Transcribe every line of the material below word for word, leaving the pictures out of your answer.

Material for identifying locations

┏━━

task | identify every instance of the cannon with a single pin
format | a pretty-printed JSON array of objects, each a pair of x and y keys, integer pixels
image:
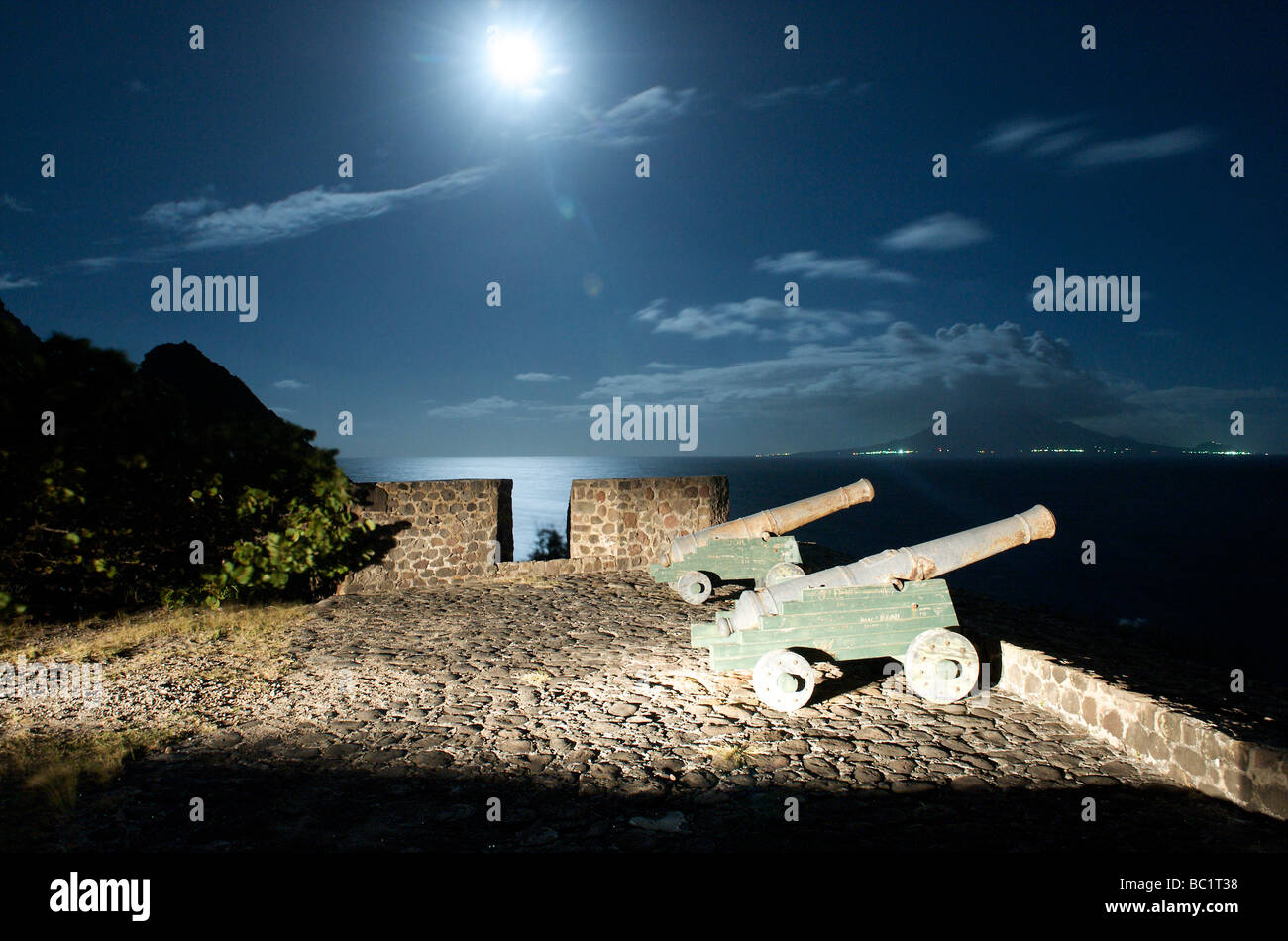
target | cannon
[
  {"x": 748, "y": 549},
  {"x": 887, "y": 605}
]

┗━━

* SOLUTION
task | identify every instance of the cannon with a single pin
format | a pretty-printed JSON array of objects, each a pair of x and y keys, integer pixels
image:
target | cannon
[
  {"x": 748, "y": 549},
  {"x": 887, "y": 605}
]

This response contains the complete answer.